Position annotation records
** begin **

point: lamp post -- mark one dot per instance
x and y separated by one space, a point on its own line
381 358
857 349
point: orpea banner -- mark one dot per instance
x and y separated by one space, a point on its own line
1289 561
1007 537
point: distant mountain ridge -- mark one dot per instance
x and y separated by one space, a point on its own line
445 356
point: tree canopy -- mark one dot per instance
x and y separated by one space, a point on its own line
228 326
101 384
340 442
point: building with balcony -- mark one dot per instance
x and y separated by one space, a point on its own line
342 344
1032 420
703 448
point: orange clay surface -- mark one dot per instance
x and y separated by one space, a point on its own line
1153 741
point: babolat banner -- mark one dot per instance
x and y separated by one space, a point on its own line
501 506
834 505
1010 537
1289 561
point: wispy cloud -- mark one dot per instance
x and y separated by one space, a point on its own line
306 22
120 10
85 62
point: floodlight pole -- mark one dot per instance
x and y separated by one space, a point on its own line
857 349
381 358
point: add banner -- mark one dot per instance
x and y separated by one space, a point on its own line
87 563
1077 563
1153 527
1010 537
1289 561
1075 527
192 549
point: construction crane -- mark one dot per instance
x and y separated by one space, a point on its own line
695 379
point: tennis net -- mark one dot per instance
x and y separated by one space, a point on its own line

** end **
** begin **

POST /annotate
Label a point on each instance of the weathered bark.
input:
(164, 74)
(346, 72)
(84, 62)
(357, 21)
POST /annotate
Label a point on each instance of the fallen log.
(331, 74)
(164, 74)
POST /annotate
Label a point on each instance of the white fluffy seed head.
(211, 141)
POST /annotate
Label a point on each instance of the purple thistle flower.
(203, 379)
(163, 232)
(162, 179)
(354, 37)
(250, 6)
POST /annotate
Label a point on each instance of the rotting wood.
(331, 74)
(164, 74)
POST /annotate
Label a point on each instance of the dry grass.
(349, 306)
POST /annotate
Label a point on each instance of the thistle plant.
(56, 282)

** end **
** begin **

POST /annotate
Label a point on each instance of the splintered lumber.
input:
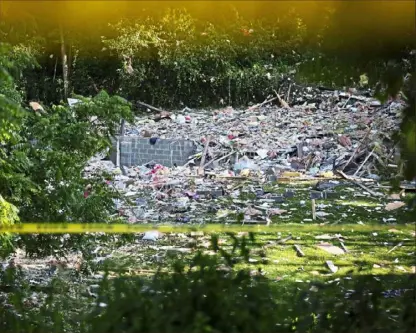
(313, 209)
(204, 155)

** end **

_Short problem_. How many lines of the data above contain the string "Label", counting only matches with the same case? Tally them and give only the number.

_Solution for this exercise_. 8